EXERCISE DESCRIPTION:
Give back only the lines from the one with "the car headlight" through the last line of the data, exactly as they appear.

[[ DATA UNDER STUDY, beginning ]]

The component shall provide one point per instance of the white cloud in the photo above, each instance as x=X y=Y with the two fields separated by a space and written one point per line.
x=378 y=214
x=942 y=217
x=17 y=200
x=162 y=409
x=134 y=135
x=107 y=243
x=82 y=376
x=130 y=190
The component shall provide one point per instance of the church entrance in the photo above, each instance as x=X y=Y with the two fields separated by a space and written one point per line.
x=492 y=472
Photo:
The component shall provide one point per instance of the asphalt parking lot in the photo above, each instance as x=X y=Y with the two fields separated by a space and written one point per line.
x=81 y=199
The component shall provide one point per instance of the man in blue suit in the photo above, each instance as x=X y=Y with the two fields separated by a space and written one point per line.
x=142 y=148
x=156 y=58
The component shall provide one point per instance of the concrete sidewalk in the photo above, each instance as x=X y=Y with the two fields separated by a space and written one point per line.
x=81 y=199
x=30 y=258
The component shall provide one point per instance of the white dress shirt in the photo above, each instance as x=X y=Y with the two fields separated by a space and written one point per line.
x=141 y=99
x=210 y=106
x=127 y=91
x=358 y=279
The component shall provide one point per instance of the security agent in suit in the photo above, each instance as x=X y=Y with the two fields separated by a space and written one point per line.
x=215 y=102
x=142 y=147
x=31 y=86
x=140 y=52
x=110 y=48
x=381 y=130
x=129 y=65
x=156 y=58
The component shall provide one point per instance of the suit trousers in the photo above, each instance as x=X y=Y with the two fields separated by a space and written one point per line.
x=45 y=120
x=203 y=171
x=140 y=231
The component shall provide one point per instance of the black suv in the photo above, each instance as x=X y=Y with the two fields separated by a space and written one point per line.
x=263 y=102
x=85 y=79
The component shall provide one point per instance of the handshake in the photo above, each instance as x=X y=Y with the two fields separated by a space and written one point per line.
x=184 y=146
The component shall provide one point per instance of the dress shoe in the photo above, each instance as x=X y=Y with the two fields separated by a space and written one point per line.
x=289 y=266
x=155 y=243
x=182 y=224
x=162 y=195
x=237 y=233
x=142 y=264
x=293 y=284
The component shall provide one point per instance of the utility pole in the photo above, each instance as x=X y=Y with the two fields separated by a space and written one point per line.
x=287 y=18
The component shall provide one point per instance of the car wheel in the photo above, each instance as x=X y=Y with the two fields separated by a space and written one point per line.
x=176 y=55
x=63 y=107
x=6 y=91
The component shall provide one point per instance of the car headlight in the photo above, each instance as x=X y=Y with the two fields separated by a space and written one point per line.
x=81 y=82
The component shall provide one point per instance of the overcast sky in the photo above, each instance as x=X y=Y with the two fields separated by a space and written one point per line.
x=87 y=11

[[ DATA UNDER STUDY, end ]]

TASK RESULT:
The component shall provide one point per instance of the car headlight in the photo above, each instance as x=X y=Y with the two fields separated by a space and written one point per line.
x=81 y=82
The component shall provide one point per instance of the overcast sky in the photo above, each instance as x=X y=Y with the two fields separated by a space and written one point per line.
x=87 y=11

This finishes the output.